- [WHAT NEEDS TO BE DONE]: In the records below, copy word for word the part that opens with the line containing "indicate the woman's nose, a" and closes with the line containing "column 159, row 91", both lines included.

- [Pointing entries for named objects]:
--------------------------------
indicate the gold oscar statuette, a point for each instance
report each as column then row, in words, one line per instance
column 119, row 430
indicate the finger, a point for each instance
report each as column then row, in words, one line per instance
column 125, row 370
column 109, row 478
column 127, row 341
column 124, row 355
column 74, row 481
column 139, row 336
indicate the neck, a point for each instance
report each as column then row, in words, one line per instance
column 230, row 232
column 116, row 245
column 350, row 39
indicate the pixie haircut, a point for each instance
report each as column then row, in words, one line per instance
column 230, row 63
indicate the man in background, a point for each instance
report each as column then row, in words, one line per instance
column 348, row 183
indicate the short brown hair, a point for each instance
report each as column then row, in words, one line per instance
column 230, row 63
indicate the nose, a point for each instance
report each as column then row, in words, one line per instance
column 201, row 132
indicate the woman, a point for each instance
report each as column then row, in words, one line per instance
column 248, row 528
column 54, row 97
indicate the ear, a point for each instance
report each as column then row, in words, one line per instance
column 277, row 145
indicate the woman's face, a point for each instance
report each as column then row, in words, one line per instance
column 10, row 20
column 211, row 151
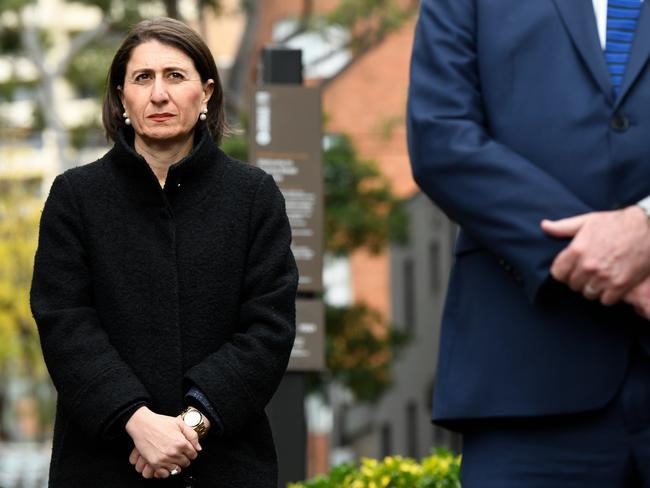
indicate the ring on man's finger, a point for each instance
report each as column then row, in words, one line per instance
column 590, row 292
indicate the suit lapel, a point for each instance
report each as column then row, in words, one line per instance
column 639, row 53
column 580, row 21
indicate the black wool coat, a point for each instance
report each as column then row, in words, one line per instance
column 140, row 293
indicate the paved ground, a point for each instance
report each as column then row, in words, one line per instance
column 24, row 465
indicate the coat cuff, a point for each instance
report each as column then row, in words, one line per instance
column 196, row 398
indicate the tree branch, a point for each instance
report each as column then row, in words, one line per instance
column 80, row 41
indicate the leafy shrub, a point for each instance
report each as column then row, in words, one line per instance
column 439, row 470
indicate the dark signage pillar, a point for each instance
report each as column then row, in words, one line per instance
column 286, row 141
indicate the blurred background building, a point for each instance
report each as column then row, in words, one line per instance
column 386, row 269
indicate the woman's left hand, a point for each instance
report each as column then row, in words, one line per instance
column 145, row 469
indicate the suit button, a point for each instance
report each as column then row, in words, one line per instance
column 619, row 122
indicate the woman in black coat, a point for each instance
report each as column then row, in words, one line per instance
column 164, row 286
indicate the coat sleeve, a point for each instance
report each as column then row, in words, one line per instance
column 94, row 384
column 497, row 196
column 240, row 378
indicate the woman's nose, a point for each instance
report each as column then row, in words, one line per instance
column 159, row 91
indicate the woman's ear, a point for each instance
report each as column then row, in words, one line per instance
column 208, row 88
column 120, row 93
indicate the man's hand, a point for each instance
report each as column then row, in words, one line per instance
--------------------------------
- [THE RESPONSE]:
indicate the woman's nose, a point for each instance
report each as column then row, in words, one line per instance
column 159, row 91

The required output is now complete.